6. Regulation D Offering. The offer and issuance of the Securities to the
Subscribers is being made pursuant to the exemption from the registration
provisions of the 1933 Act afforded by Section 4(2) or Section 4(6) of the 1933
Act and/or Rule 506 of Regulation D promulgated thereunder. On the Closing Date,
the Company will provide an opinion reasonably acceptable to Subscriber from the
Company's legal counsel opining on the availability of an exemption from
registration under the 1933 Act as it relates to the offer and issuance of the
Securities and other matters reasonably requested by Subscribers. A form of the
legal opinion is annexed hereto as Exhibit C. The Company will provide, at the
Company's expense, such other legal opinions in the future as are reasonably
necessary for (i) the issuance of the Warrant Shares and (ii) the resale of the
Shares and the Warrant Shares pursuant to an effective registration statement,
pursuant to Rule 144 under the 1933 Act ("Rule 144"), or pursuant to another
available exemption from registration.
7. Events of Default. The occurrence of any of the following events is an
event of default under this Agreement (each, an "Event of Default"):
(a) Breach of Covenant. The Company breaches any material covenant or other
term or condition of any Transaction Document in any material respect; provided,
however, that if such breach is capable of being cured, such breach continues
for a period of ten business days after written notice to the Company from the
Subscriber.
(b) Breach of Representations and Warranties. Any material representation
or warranty of the Company made herein in any Transaction Document or in
connection therewith shall be false or misleading in any material respect as of
the date made or as of the Closing Date.
(c) Receiver or Trustee. The Company or any Subsidiary shall make an
assignment for the benefit of creditors, or apply for or consent to the
appointment of a receiver or trustee for it or for a substantial part of its
property or business; or such a receiver or trustee shall otherwise be
appointed.
(d) Judgments. Any money judgment, writ or similar final process shall be
entered or filed against Company or any Subsidiary or any of their property or
other assets for more than $500,000, and shall remain unvacated, unbonded or
unstayed for a period of forty-five (45) days.
(e) Bankruptcy. Bankruptcy, insolvency, reorganization or liquidation
proceedings or other proceedings or relief under any bankruptcy law or any law,
or the issuance of any notice in relation to such event, for the relief of
debtors shall be instituted by or against the Company or any Subsidiary and if
instituted against is not dismissed within 45 days of initiation.

__WRITTEN TASK 1__.
Pull out every line in the listing below that contains the word "blossom", copying each one in full. Case matters.

__RECORDS__.
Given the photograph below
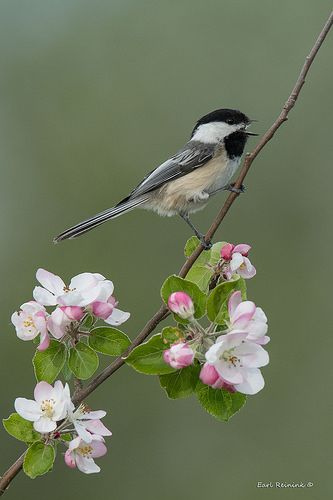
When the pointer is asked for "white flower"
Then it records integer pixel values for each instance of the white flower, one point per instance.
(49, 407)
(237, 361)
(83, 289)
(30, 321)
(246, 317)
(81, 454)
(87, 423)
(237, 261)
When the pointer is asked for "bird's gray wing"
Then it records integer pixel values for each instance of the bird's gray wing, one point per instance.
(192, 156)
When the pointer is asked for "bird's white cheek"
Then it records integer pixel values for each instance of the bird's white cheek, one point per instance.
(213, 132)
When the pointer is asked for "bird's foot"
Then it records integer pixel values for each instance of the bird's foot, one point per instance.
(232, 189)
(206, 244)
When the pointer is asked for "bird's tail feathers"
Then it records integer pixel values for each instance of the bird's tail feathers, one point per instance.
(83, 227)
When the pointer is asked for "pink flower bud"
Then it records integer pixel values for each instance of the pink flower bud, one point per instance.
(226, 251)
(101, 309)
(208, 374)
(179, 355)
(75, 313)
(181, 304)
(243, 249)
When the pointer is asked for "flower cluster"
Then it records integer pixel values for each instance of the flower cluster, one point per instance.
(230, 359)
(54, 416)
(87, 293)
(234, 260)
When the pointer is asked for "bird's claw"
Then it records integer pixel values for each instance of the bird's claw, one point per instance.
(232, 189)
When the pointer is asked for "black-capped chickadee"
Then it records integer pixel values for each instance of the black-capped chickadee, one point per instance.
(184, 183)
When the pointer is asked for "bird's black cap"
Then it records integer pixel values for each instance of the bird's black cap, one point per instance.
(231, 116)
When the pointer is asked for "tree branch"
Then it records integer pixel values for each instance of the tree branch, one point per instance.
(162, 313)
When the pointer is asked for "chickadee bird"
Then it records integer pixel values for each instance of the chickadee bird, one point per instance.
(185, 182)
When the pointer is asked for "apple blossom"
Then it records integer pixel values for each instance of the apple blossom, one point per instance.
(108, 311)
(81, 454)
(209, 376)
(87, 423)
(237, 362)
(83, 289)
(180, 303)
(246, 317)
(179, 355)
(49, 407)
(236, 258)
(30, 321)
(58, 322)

__WRITTEN TASK 2__.
Continue the agreement text on the securities offering and events of default, starting after its final sentence.

__EXERCISE RESPONSE 1__.
When the pointer is asked for "apple blossom"
Then it records integer pixel values for each instance of the apple blossom, one point per instance.

__EXERCISE RESPONSE 2__.
(f) Delisting. Delisting of the Common Stock from any Principal Market;
failure to comply with the requirements for continued listing on a Principal
Market; or notification from a Principal Market that the Company is not in
compliance with the conditions for such continued listing on such Principal
Market.
(g) Non-Payment. A default by the Company or any Subsidiary under any one
or more obligations in an aggregate monetary amount in excess of $100,000 for
more than ten days after the due date.
(h) Stop Trade. An Commission or judicial stop trade order or Principal
Market trading suspension that lasts for five or more consecutive trading days.
(i) Reservation Default. Failure by the Company to comply with its
obligation to reserve shares from its authorized Common Stock to be issued upon
exercise of the Warrants.
(j) Cross Default. A default by the Company of a material term, covenant,
warranty or undertaking of any other agreement to which the Company or any
Subsidiary are parties, or the occurrence of a material event of default under
any such other agreement which is not cured after any required notice and/or
cure period.
(k) Default to Other Subscriber. An Event of Default shall have been
declared by any other Subscriber in accordance with the preceding provisions of
this Section 7.
8. Finder/Legal Fees.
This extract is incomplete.